▸ Do this: Print the full listing below without changing a single line.

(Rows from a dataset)
_ _ _
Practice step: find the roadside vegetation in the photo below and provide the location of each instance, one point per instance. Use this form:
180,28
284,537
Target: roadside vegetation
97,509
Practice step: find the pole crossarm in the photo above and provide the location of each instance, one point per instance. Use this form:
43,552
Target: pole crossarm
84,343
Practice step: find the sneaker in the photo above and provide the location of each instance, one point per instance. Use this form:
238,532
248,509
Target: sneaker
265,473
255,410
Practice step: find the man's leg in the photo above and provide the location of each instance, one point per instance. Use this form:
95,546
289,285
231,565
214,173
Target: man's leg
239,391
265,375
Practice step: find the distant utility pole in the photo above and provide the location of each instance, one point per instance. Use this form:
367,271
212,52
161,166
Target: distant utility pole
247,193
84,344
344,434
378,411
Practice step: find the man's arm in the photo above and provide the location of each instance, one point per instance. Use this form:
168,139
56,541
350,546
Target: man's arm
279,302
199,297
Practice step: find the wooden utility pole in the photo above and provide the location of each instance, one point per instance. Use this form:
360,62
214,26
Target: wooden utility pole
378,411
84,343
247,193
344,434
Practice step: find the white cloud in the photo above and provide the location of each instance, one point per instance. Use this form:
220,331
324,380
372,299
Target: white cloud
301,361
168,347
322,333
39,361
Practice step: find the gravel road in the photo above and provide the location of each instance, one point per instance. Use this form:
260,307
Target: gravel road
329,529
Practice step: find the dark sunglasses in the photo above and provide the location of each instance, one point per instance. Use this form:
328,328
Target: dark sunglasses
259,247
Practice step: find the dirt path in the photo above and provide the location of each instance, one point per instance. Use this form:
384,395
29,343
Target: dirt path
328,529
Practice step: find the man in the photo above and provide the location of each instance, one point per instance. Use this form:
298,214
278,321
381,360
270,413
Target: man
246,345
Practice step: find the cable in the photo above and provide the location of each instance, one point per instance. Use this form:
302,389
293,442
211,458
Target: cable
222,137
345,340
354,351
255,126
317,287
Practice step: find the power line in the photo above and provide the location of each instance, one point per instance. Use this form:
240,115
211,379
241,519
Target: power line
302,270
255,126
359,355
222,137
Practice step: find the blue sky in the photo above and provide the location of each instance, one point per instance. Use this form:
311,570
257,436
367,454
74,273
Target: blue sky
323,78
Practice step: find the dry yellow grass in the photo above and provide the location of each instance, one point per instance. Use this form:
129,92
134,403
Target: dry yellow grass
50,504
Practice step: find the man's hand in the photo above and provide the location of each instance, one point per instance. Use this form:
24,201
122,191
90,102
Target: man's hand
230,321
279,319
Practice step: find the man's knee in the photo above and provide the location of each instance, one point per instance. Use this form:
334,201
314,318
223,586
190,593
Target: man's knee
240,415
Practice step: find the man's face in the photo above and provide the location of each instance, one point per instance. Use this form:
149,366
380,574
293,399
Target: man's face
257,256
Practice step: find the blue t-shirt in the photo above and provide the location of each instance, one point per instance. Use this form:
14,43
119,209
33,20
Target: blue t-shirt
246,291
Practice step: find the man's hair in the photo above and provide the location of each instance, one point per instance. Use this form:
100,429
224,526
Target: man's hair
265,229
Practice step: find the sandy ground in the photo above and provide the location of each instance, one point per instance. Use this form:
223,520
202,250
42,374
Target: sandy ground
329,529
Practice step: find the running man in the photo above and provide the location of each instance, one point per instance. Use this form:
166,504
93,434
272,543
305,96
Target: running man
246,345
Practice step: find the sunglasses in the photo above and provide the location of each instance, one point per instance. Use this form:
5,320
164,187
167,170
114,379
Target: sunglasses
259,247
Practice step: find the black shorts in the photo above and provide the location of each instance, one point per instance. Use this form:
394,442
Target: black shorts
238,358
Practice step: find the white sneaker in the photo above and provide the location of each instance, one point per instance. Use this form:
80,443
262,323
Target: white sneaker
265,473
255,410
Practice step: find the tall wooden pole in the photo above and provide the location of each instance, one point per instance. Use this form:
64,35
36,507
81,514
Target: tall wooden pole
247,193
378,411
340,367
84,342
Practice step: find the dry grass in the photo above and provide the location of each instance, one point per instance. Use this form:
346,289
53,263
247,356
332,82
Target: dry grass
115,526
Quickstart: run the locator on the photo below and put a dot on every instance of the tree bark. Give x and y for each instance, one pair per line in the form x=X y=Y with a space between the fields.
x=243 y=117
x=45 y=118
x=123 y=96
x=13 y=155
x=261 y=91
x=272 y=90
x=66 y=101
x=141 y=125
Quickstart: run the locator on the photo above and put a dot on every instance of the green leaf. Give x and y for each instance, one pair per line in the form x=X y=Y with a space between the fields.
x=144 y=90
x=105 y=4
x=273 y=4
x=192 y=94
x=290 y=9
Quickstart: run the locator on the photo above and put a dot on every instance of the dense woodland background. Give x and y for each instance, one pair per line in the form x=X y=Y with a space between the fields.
_ _ _
▸ Result below:
Practice step: find the roadside vegetation in the photo below and provide the location of each instance, one point per instance. Use this form:
180,28
284,537
Target: roadside vegetation
97,509
Practice step: find the pole crossarm in the photo above and provide the location of each instance, one point per instance. Use this form:
43,552
Target: pole crossarm
84,343
Practice step: find the sneaker in the photo above and provide the location of each instance, one point per instance. Use this form:
238,532
248,509
Target: sneaker
265,473
255,410
Practice step: find the man's leg in the photo above and provide the location of each instance, one point per instance. Use this form:
95,546
289,285
231,565
214,173
Target: man's leg
239,391
265,375
Practice step: find the distant utility pole in the photo above and provide the location of each instance, one point per instance. Use this form:
367,271
212,52
161,166
Target: distant utility pole
247,193
84,344
344,434
378,411
Practice step: find the man's arm in the photo above and provide the location of each instance, one point per instance. Use this form:
168,139
56,541
350,546
Target: man's arm
279,302
199,297
Practice step: find the wooden utility pole in the photo above and provide the location of each instance, one point per instance. Use this form:
360,62
214,26
Target: wooden utility pole
378,411
84,343
247,193
344,434
Practice step: find the white cloud in the photo above and provide the location of each instance, one point per instance. Use this form:
220,331
324,380
372,299
Target: white cloud
301,361
168,347
322,333
39,361
Practice step: find the gravel road in the photo above and provide the location of each instance, one point per instance. Use this form:
260,307
Target: gravel road
329,529
Practice step: find the dark sunglasses in the photo above and provide the location of each instance, one point per instance. Use this form:
328,328
Target: dark sunglasses
259,247
Practice step: find the dirt path in the photo above and provide the location of each instance, one point per instance. Use this form:
384,395
29,343
Target: dirt path
328,529
Practice step: find the man in the photo above and provide the location of each instance, one point per instance. Use this form:
298,214
278,321
381,360
270,413
Target: man
246,345
Practice step: find the cable in the photo above and provide the location of each instance, one point per instance. Use this form:
302,389
293,442
211,458
Target: cable
222,137
345,340
354,351
255,126
317,287
Practice step: find the power line in the photo above and provide the location of each instance, one point per instance. Use this form:
240,115
211,379
241,519
Target: power line
302,270
255,126
359,355
222,137
Practice step: find the blue sky in the photo above and provide the location of each instance, one point per instance. Use this form:
311,570
257,436
367,454
74,273
Target: blue sky
323,78
Practice step: find the dry yellow grass in the photo above and provide the location of each instance, one point per instance. Use this form:
129,92
134,403
Target: dry yellow grass
50,504
Practice step: find the man's hand in the photo above and provide the location of each instance, one point per instance. Use this form:
24,201
122,191
90,102
Target: man's hand
230,321
279,319
Practice step: find the man's knee in the photo above and provide the location of each instance, one point per instance. Use this form:
334,201
314,318
223,586
190,593
Target: man's knee
240,415
Practice step: find the man's face in the photo above and provide the location of each instance, one point per instance. Use this form:
149,366
380,574
293,399
Target: man's face
257,256
Practice step: find the blue t-shirt in the photo above and provide the location of each instance, one point per instance. Use this form:
14,43
119,209
33,20
Target: blue t-shirt
246,291
Practice step: find the man's hair in the photo above and provide the location of each instance, one point per instance. Use this form:
100,429
224,526
Target: man's hair
265,229
Practice step: find the sandy ground in the photo above and provide the location of each instance, one point per instance. Use this form:
223,520
202,250
42,374
Target: sandy ground
329,529
Practice step: find the running man in the photo above and provide the location of each instance, one point per instance. Use this form:
166,504
93,434
272,543
305,96
Target: running man
246,345
Practice step: find the sunglasses in the photo above and provide the location of each instance, one point per instance. Use this form:
5,320
164,187
167,170
114,379
Target: sunglasses
259,247
Practice step: find the black shorts in the photo above and provide the location of each instance, one point per instance. Use this form:
394,442
Target: black shorts
238,358
Practice step: find the white sneaker in the photo above and provide the location of each instance, one point per instance. Use this form:
80,443
262,323
Target: white sneaker
265,473
255,410
Practice step: find the tall wooden pole in the photo above and provide the location of each instance, one point per instance. Use this form:
64,35
36,507
81,514
Target: tall wooden pole
247,193
378,411
340,367
84,342
Practice step: find the dry grass in the photo above and provide the location of each instance, one point per instance. Use this form:
346,289
53,263
247,356
332,82
Target: dry grass
115,526
Quickstart: run the locator on the photo below and put a dot on every instance of the tree bark. Give x and y for each instance, one pair per line in the form x=X y=Y with a space between the fields.
x=243 y=117
x=45 y=118
x=123 y=96
x=13 y=155
x=261 y=91
x=272 y=90
x=66 y=101
x=141 y=125
Quickstart: run the locator on the photo above and put a dot on every instance of the green leaf. Give x and y for each instance, one pair per line in the form x=X y=Y with a space between the fields.
x=144 y=90
x=105 y=4
x=273 y=4
x=192 y=94
x=290 y=9
Quickstart: run the locator on the photo above and put a dot on every instance of the dense woodland background. Give x and y for each instance, one pair per line in the form x=X y=Y with a space between the fields.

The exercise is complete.